### [What the task asks]
Collect every line of the listing below that contains the string "bride", and copy each one in full.

━━━ Provided data ━━━

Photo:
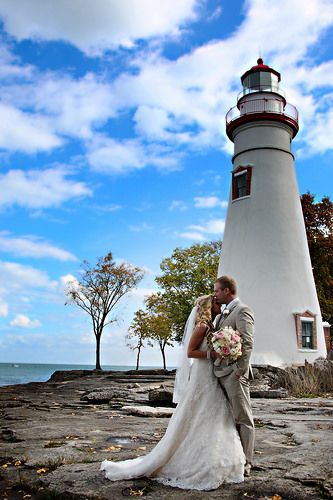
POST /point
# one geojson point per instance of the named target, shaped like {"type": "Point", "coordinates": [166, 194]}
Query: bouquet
{"type": "Point", "coordinates": [227, 343]}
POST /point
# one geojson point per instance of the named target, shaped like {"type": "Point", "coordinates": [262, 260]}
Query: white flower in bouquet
{"type": "Point", "coordinates": [227, 343]}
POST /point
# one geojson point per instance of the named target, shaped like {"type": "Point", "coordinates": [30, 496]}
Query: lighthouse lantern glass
{"type": "Point", "coordinates": [261, 80]}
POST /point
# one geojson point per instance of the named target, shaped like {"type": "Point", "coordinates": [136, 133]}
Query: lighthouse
{"type": "Point", "coordinates": [264, 245]}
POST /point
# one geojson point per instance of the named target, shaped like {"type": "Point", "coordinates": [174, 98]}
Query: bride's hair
{"type": "Point", "coordinates": [204, 310]}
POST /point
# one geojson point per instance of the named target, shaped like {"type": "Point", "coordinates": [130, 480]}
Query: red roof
{"type": "Point", "coordinates": [260, 67]}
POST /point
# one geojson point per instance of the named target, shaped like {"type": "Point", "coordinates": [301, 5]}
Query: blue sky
{"type": "Point", "coordinates": [112, 138]}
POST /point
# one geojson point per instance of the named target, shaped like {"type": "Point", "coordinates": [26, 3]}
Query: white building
{"type": "Point", "coordinates": [265, 246]}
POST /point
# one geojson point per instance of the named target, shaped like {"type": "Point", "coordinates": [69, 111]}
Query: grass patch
{"type": "Point", "coordinates": [310, 380]}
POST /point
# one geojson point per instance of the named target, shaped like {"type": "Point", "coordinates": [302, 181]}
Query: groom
{"type": "Point", "coordinates": [234, 377]}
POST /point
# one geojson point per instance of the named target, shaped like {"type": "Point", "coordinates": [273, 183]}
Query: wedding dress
{"type": "Point", "coordinates": [201, 448]}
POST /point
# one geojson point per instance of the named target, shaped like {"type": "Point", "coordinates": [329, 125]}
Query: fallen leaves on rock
{"type": "Point", "coordinates": [113, 449]}
{"type": "Point", "coordinates": [42, 470]}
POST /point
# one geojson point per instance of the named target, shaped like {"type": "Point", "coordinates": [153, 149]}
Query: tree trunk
{"type": "Point", "coordinates": [138, 358]}
{"type": "Point", "coordinates": [163, 357]}
{"type": "Point", "coordinates": [98, 348]}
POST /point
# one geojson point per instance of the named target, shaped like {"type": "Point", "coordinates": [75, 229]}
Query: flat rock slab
{"type": "Point", "coordinates": [52, 444]}
{"type": "Point", "coordinates": [148, 411]}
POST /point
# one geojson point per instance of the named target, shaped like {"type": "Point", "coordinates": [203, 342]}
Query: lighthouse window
{"type": "Point", "coordinates": [241, 182]}
{"type": "Point", "coordinates": [306, 330]}
{"type": "Point", "coordinates": [307, 334]}
{"type": "Point", "coordinates": [240, 185]}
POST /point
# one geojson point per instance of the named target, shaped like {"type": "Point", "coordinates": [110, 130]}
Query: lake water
{"type": "Point", "coordinates": [21, 373]}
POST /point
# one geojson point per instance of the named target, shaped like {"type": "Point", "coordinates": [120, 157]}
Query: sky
{"type": "Point", "coordinates": [112, 138]}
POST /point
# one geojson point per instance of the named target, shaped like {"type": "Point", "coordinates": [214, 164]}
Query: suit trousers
{"type": "Point", "coordinates": [237, 391]}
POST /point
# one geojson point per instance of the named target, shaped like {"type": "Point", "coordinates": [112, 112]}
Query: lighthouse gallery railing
{"type": "Point", "coordinates": [264, 105]}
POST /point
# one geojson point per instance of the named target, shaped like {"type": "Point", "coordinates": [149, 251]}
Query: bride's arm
{"type": "Point", "coordinates": [196, 341]}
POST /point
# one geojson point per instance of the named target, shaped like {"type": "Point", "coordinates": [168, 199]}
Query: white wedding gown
{"type": "Point", "coordinates": [201, 448]}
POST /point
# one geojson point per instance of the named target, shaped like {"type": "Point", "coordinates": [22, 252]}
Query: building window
{"type": "Point", "coordinates": [306, 330]}
{"type": "Point", "coordinates": [307, 334]}
{"type": "Point", "coordinates": [241, 182]}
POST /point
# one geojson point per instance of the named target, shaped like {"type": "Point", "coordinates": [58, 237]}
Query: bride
{"type": "Point", "coordinates": [201, 448]}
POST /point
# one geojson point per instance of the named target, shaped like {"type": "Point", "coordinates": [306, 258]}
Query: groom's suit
{"type": "Point", "coordinates": [237, 390]}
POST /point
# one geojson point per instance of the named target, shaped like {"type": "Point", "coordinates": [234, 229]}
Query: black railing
{"type": "Point", "coordinates": [263, 105]}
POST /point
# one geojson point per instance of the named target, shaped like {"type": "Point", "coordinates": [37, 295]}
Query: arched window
{"type": "Point", "coordinates": [241, 182]}
{"type": "Point", "coordinates": [306, 330]}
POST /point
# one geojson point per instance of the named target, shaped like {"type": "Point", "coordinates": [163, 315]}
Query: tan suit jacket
{"type": "Point", "coordinates": [241, 319]}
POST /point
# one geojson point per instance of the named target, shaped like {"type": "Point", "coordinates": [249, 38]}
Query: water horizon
{"type": "Point", "coordinates": [15, 373]}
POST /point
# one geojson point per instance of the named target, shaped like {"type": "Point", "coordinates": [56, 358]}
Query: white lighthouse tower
{"type": "Point", "coordinates": [265, 246]}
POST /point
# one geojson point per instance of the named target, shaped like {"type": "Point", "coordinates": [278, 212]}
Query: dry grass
{"type": "Point", "coordinates": [308, 380]}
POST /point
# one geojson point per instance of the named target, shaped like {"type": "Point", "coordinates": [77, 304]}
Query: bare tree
{"type": "Point", "coordinates": [99, 289]}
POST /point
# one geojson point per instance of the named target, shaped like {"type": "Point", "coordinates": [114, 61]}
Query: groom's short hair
{"type": "Point", "coordinates": [227, 282]}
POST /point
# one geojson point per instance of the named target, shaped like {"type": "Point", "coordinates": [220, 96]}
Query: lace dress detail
{"type": "Point", "coordinates": [200, 449]}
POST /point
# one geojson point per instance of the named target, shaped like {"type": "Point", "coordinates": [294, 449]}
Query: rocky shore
{"type": "Point", "coordinates": [54, 435]}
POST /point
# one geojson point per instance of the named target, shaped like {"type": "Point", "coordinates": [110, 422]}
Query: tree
{"type": "Point", "coordinates": [187, 274]}
{"type": "Point", "coordinates": [139, 330]}
{"type": "Point", "coordinates": [159, 322]}
{"type": "Point", "coordinates": [99, 289]}
{"type": "Point", "coordinates": [318, 218]}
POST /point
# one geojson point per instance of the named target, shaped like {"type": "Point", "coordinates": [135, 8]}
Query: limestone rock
{"type": "Point", "coordinates": [161, 396]}
{"type": "Point", "coordinates": [148, 411]}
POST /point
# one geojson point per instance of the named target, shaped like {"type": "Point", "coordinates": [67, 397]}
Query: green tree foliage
{"type": "Point", "coordinates": [99, 289]}
{"type": "Point", "coordinates": [139, 333]}
{"type": "Point", "coordinates": [318, 218]}
{"type": "Point", "coordinates": [187, 274]}
{"type": "Point", "coordinates": [160, 323]}
{"type": "Point", "coordinates": [152, 325]}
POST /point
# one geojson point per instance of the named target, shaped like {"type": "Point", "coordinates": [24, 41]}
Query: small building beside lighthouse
{"type": "Point", "coordinates": [265, 246]}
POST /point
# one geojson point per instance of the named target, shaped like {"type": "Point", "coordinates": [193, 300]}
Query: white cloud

━━━

### [Output for this task]
Query: bride's hair
Query: bride's arm
Query: bride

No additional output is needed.